TEXTO FORNECIDO —
5. Colhidos os vistos legais, e nada obstando, cumpre apreciar.

6. Âmbito da revista.
Elegeu a Relação como "thema decidenda" as seguintes questões:
- alegada ilegitimidade da R mulher e suas consequências quanto à sorte da instância;
- reflexos da falta de assinatura daquela no contrato promessa sobre o mérito do pedido principal (execução específica) e seu eventual suprimento pelo alegado consentimento da R;
- regime, oportunidade e consequências da falta de consignação em depósito.
No presente recurso não vem porém reeditada a questão do pressuposto processual da legitimidade, centrando-se o objecto da revista apenas nos dois restantes pontos.

7. Reflexos da falta de assinatura da Ré no contrato promessa sobre o mérito do pedido principal (execução específica) e seu eventual suprimento pelo alegado consentimento da R.
Tal como se salientara já no saneador-sentença, a Ré passou uma procuração a favor do R. subscrita em data posterior à da celebração do contrato promessa, não se exarando nela quaisquer poderes de ratificação de actos anteriores.
De resto, a carta que o mandatário dos RR enviou ao A. foi remetida apenas em nome do Réu, nela não se fazendo alusão a uma qualquer autorização/confirmação da Ré-mulher no sentido da outorga da escritura.
O contrato promessa de compra e venda fora, aliás, assinado apenas pelo A. e pelo R. a título individual, apenas vinculando por isso, e em princípio, esses contraentes "uti singuli".
Tal contrato, de natureza obrigacional, perfilar-se-ia, pois, em relação à pessoa da Ré uma verdadeira "res inter alios".
A letra da lei é clara a este propósito: "Se alguém se tiver obrigado a celebrar certo contrato e não cumprir a promessa, pode a outra parte, na falta de convenção em contrário, obter sentença que produza os efeitos da declaração negocial do faltoso, sempre que a isso não se oponha a natureza da obrigação assumida" (art. 830º, nº. 1, do C. Civil).
Não tendo, assim, a Ré assinado o contrato promessa, não assumiu ela, nos termos desse preceito, qualquer obrigação a cuja satisfação o tribunal se pudesse substituir.

DADOS FORNECIDOS —
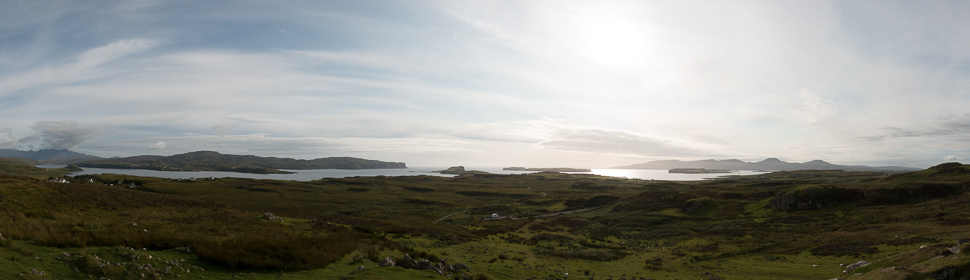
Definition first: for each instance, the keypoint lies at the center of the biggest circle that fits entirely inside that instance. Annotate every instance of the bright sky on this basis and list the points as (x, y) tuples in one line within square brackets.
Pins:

==

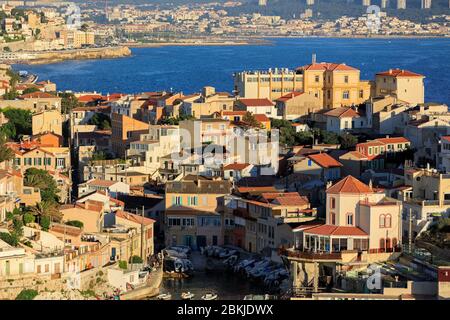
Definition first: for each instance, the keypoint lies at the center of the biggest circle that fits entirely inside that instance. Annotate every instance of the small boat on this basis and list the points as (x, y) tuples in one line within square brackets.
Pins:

TAREFAS PROPOSTAS —
**A)** Transcreva fielmente o trecho do excerto sobre o contrato promessa que vai de "No presente recurso" a "outorga da escritura.".
**B)** De acordo com o excerto sobre o contrato promessa, quem assinou o contrato promessa de compra e venda?
**C)** Prossiga o excerto sobre o contrato promessa a partir do ponto em que termina.

RESPOSTAS DADAS —
**A)**
No presente recurso não vem porém reeditada a questão do pressuposto processual da legitimidade, centrando-se o objecto da revista apenas nos dois restantes pontos.

7. Reflexos da falta de assinatura da Ré no contrato promessa sobre o mérito do pedido principal (execução específica) e seu eventual suprimento pelo alegado consentimento da R.
Tal como se salientara já no saneador-sentença, a Ré passou uma procuração a favor do R. subscrita em data posterior à da celebração do contrato promessa, não se exarando nela quaisquer poderes de ratificação de actos anteriores.
De resto, a carta que o mandatário dos RR enviou ao A. foi remetida apenas em nome do Réu, nela não se fazendo alusão a uma qualquer autorização/confirmação da Ré-mulher no sentido da outorga da escritura.

**B)** Apenas o A. e o R., a título individual.

**C)**
Sustenta o Autor, ora recorrente, que, muito embora a Ré não haja assinado o contrato promessa, a ele aderiu ulteriormente confirmando-o, por essa via se obrigando a cumpri-lo, ou seja a outorgar conjuntamente com seu marido a escritura pública de compra e venda definitiva.
Mas tal asserção - tal como a Relação realça - não é legitimada pelos factos: os concretos termos da falada procuração e da citada missiva.
E não há aqui que chamar à colação o disposto nos arts. 1682º-A, nº. 1, a), e 1687º, nº. 1, do C. Civil apenas invocáveis em sede de oneração ou constituição de direitos pessoais de gozo sobre imóveis próprios ou comuns ou de estabelecimento comercial próprio ou comum.
Trata-se de um domínio meramente obrigacional que não da oneração ou alienação de um qualquer direito real sobre imóvel.
Não há, deste modo, que falar em confirmação ao menos tácita com o decurso do prazo de anulação do contrato promessa, referido no art. 1687º do C. Civil.
O contrato promessa celebrado pelo A e pelo R - a que se reportam dos autos - é perfeitamente válido e perfeito nos precisos termos em que foi celebrado, obrigando apenas ambos os outorgantes, ainda que ineficaz em relação à Ré mulher. Na realidade, e tal como postula o nº. 2 do art. 410º do C. Civil, a promessa relativa à celebração de um contrato de compara e venda de bens imóveis só poderá valer se constante de documento assinado pela parte que se vincula.
Ainda que seja válida a promessa feita por um só dos cônjuges isoladamente de acto que requeira a outorga de ambos, a mesma só vincula, em princípio, o cônjuge que se obrigou, que não também o cônjuge não outorgante. De resto, com vista à ponderação de uma eventual comunicabilidade da dívida nada foi alegado no sentido do apuramento do proveito comum do casal nos termos e para os efeitos da al. d) do nº. 1 do art. 1691º do C. Civil.
Na esteira da jurisprudência corrente, sendo comum o imóvel objecto do contrato prometido (v.g. sendo cônjuges casados em regime de comunhão geral de bens), não se torna possível obter execução específica da promessa de venda desse prédio, se a Ré mulher não se houver vinculado ao cumprimento da promessa nem consentir na sua alienação - conf., v.g. os Ac. deste Supremo Tribunal de 28-6-84, in BMJ nº. 338, pág. 449, e de 21-3-85, in bidem nº. 345, pág. 408, citados pelo recorrido.
Não é, pois, de responsabilizar a Ré pela não outorga da escritura de alienação do imóvel conjuntamente com o Réu marido, isto é pelo cumprimento da promessa por ele assumida a título individual, não obstante os cônjuges se encontrarem casados segundo o regime da comunhão geral de bens.
E daí que, como o contrato só podia ser celebrado por ambos os cônjuges (art. 1682º, nº. 1, al. a) do C. Civil), sob pena de anulabilidade (art. 1687º do C. Civil), não seja possível ao tribunal suprir a respectiva recusa de outorga através da emissão de uma decisão substitutiva (execução específica).

8. Regime, oportunidade e consequências da falta de consignação em depósito.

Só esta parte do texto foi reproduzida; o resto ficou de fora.